§ ENTRIES SUPPLIED:

##########

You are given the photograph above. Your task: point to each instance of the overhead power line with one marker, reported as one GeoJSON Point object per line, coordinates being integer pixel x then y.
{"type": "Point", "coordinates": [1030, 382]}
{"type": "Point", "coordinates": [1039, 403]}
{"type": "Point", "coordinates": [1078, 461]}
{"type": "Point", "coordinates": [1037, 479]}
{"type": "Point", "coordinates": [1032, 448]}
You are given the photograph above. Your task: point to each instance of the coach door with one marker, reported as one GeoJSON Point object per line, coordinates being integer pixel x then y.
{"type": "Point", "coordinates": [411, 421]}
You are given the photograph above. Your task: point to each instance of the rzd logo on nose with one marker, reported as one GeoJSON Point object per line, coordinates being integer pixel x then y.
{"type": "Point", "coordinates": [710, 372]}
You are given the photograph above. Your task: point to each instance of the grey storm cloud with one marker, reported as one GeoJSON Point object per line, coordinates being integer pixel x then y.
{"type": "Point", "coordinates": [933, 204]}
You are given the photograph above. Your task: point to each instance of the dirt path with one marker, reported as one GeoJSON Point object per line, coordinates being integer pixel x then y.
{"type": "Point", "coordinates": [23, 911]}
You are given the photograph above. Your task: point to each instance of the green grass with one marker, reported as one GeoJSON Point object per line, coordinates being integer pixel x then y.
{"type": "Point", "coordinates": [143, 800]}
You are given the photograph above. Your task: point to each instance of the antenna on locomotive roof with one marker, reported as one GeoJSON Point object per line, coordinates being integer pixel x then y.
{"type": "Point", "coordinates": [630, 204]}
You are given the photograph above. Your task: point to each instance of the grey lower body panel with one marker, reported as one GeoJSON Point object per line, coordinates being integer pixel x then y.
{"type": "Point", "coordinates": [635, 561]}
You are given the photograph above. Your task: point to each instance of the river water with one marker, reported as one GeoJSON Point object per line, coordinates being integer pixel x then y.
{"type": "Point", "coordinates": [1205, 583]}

##########

§ WHAT TO WORK ON: Starting with the line that contains "the rzd logo", return each line through the last one of the data above, exactly as written and nothing more.

§ TASK SOLUTION:
You are given the photograph above. Your task: point to each instance of the rzd logo on nose with one marker, reported as one GeoJSON Point object per line, coordinates being integer pixel x then y.
{"type": "Point", "coordinates": [710, 372]}
You are given the photograph above. Your task: point to each instance of the grey storm cloud with one marker, reported as one GeoJSON Point object per line, coordinates being integer pixel x then y.
{"type": "Point", "coordinates": [933, 204]}
You are given the photograph above. Your task: point to each instance of the dirt path with one marker, reported as one GeoJSON Point object per line, coordinates being integer pixel x then y.
{"type": "Point", "coordinates": [23, 911]}
You are given the photograph above. Your task: point to each instance of the green grass with one marker, reported as one GeoJSON Point object per line, coordinates being integer pixel x then y.
{"type": "Point", "coordinates": [143, 800]}
You are given the photograph above. Your task: point to each instance of the antenna on locomotive roof with one marker, reported as one GeoJSON Point object per line, coordinates being integer pixel x then y.
{"type": "Point", "coordinates": [630, 204]}
You are given the photograph above. Your task: point to each instance of the grey lower body panel with one marker, reported as one GeoJSON Point object per line, coordinates being integer pixel x then y.
{"type": "Point", "coordinates": [635, 561]}
You are given the photograph above. Your task: point to each instance of the river water with one marker, reported as one GeoJSON Point object per line, coordinates being integer pixel x then y.
{"type": "Point", "coordinates": [1205, 583]}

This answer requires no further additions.